» DATASET RECORDS:
——
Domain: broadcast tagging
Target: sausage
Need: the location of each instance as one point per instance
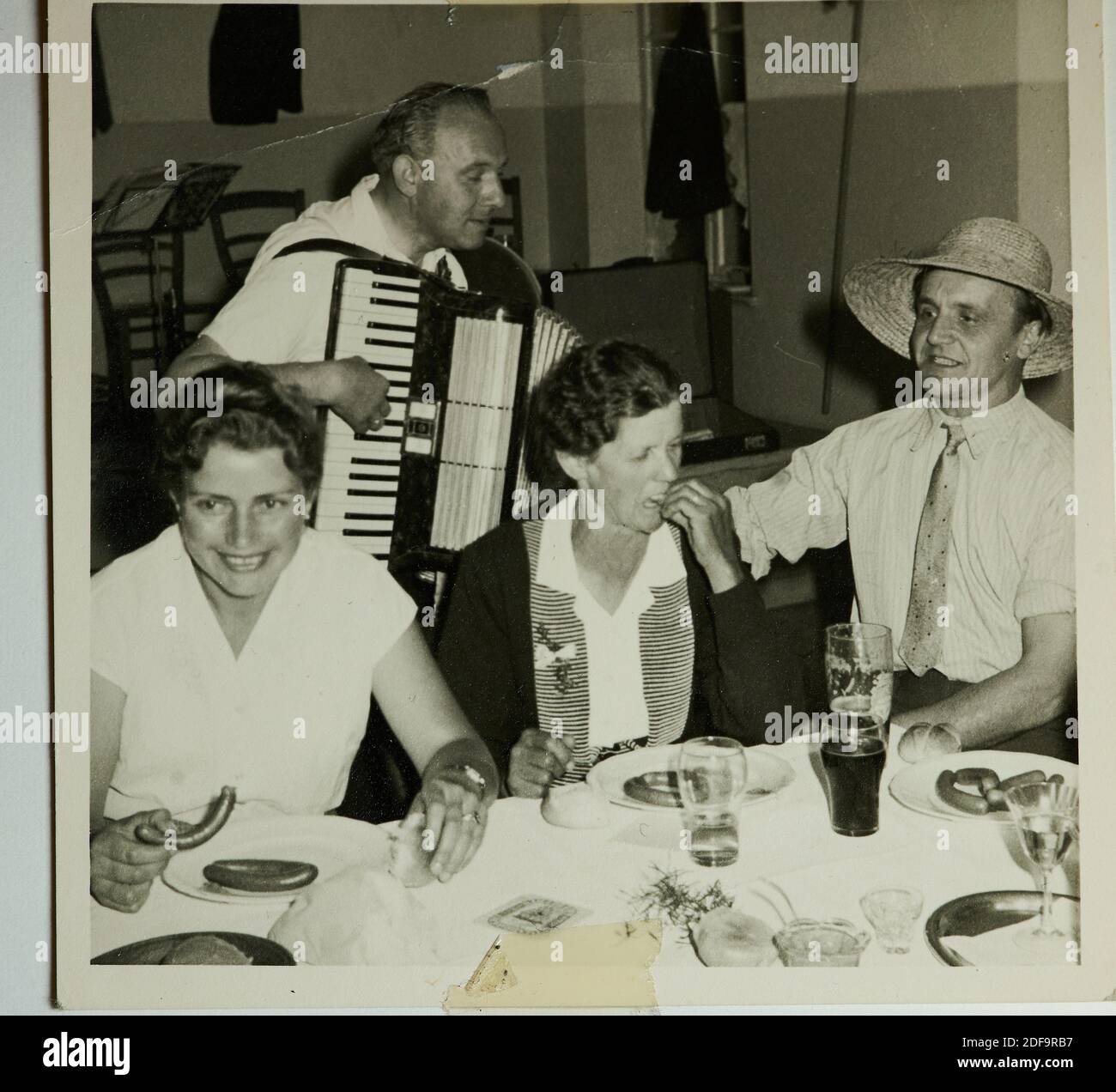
(260, 876)
(1031, 777)
(977, 775)
(190, 835)
(955, 798)
(658, 787)
(996, 799)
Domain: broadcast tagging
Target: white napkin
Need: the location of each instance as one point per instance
(360, 918)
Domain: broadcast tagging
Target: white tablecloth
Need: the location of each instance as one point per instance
(785, 839)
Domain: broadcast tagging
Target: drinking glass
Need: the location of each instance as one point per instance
(892, 913)
(858, 675)
(1046, 817)
(713, 773)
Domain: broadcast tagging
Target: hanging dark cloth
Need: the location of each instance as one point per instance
(252, 74)
(687, 126)
(101, 112)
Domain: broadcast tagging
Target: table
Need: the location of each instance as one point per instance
(785, 839)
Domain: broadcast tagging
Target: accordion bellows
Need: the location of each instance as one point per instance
(461, 367)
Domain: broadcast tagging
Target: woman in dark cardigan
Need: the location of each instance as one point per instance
(624, 617)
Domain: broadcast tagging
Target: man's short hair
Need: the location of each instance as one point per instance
(1028, 308)
(409, 126)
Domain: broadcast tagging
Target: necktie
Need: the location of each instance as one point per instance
(922, 635)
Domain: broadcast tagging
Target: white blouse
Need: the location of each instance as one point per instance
(617, 708)
(282, 720)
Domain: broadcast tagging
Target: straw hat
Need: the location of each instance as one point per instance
(881, 293)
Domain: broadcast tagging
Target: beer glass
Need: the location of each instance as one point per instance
(858, 686)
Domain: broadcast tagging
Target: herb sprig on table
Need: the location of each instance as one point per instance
(676, 899)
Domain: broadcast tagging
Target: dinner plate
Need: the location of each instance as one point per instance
(973, 914)
(914, 786)
(767, 775)
(331, 843)
(261, 951)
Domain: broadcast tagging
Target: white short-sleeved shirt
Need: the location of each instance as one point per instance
(282, 721)
(1011, 538)
(269, 322)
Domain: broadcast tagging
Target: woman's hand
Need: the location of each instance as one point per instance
——
» EXERCISE DIRECTIONS: Every record must be copied exactly, with images dropped from the result.

» CORRECT RESULT:
Domain: broadcast tagging
Target: sausage
Need: the location of each instance as one point per instance
(260, 876)
(1031, 777)
(977, 775)
(190, 835)
(955, 798)
(658, 787)
(996, 799)
Domain: broadcast tagging
Target: white napkin
Need: the location of each instance as one point per instance
(360, 918)
Domain: broadcast tagging
Target: white tablecloth
Need: the location of each instance as one point per instance
(785, 839)
Domain: broadcast tagging
Target: drinking glass
Need: the location of each instance as one point per instance
(892, 913)
(858, 675)
(1046, 817)
(713, 773)
Domain: broadcast tagging
Target: hanging dark cloth
Need: the location of each instance as one point per instance
(252, 74)
(687, 126)
(101, 112)
Domain: broadcast tagging
Target: table
Need: the location of each instance as one point per instance
(785, 839)
Domain: broadcast tagging
Target: accordion bellows
Need: the location of each instance as one point per instance
(461, 367)
Domain: broadcast tagging
Target: woman in dark cardigan
Need: the location of each instance as one point per instance
(624, 617)
Domain: broadcast tagging
Target: man's short hair
Need: the location of each instance as one point per instance
(1028, 308)
(409, 126)
Domain: broadcast tagging
Target: necktie
Need: the location of each instance as one point per instance
(922, 635)
Domain: broadcast tagging
Target: white blouse
Need: the location of each instance as one point per instance
(617, 708)
(282, 720)
Domain: broadcast tagging
Target: straw hat
Need: the location of each instance as one point per instance
(881, 293)
Domain: broadcast tagging
Target: beer glass
Need: the location of each instance as one point per instance
(858, 686)
Domain: broadcast tagging
Target: herb sprig on table
Need: the location of each instance as one point per instance
(676, 899)
Domain: broadcast tagging
Target: dinner plate
Need: the location of each instance as one point per instance
(973, 914)
(914, 786)
(767, 775)
(331, 843)
(261, 951)
Domain: broadcast tagging
Target: white short-sleeved shirt
Need: the location of each instance as one point per instance
(282, 721)
(1011, 538)
(269, 322)
Domain: broadcast tagging
Target: woman's hand
Need: the location of each instance as one point per instance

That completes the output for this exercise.